§ **EXTRACTED TEXT**
________________________
Sarah Montague: But it's other issues, really, isn't it, where the dispute arises.

Steve Jones: It's the philosophy of testing an idea and throwing it out if it doesn't turn out to be right, versus this dogged conviction that whatever the evidence, and whatever your idea, it's your idea, so it must be right. And that's the problem. I mean, it's a problem -

George Monbiot: Stephen - this does not divide us in any way at all. I want ideas rigorously tested. We all do, because, unless they're rigorously tested, we continue to succumb to the myths which underpin this grand narrative of progress, and the fundamental myth, which needs to be tested desperately, is this idea that we can continue to spend more and more, consume more and more, in a planet with finite resources, without any adverse consequences for anything or anyone.

Sarah Montague: But George - but George Monbiot, you say that you don't effectively have a voice, that there hasn't been a series, and yet there has been plenty of appetite within the media, we've just seen, with headlines like "Frankenstein Food" - there's an appetite for some of the melodrama that some of these stories result in.
________________________
§ **GIVEN INFORMATION**
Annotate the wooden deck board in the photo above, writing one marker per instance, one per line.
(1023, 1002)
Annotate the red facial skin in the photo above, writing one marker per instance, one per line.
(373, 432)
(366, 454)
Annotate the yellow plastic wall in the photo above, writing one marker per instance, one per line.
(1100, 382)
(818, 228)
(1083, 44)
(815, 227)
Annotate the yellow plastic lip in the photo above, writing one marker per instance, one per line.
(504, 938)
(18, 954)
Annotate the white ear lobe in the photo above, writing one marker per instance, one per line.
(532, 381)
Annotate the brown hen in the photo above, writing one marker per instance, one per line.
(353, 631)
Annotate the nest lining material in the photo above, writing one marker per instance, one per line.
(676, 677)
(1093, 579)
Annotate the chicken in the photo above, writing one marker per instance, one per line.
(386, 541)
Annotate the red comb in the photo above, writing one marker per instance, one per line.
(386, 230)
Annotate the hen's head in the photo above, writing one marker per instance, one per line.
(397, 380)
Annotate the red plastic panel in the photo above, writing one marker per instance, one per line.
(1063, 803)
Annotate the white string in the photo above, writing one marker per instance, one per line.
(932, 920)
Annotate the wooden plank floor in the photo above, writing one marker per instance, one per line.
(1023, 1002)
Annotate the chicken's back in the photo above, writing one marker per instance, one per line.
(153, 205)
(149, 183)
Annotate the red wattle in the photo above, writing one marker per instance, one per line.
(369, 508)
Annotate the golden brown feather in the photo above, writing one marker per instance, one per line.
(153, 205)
________________________
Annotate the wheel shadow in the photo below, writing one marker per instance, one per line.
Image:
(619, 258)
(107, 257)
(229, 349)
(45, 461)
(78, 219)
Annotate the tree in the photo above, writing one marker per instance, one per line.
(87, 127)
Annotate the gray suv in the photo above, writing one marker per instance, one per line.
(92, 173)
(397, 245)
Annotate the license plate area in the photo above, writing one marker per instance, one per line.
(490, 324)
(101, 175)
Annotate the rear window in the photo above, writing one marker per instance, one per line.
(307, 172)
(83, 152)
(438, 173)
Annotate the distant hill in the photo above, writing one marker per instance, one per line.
________________________
§ **EXERCISE**
From the discussion transcript, extract the passage starting with "Sarah Montague: But George" and going on through "stories result in.", copied word for word.

§ **WRITTEN RESPONSE**
Sarah Montague: But George - but George Monbiot, you say that you don't effectively have a voice, that there hasn't been a series, and yet there has been plenty of appetite within the media, we've just seen, with headlines like "Frankenstein Food" - there's an appetite for some of the melodrama that some of these stories result in.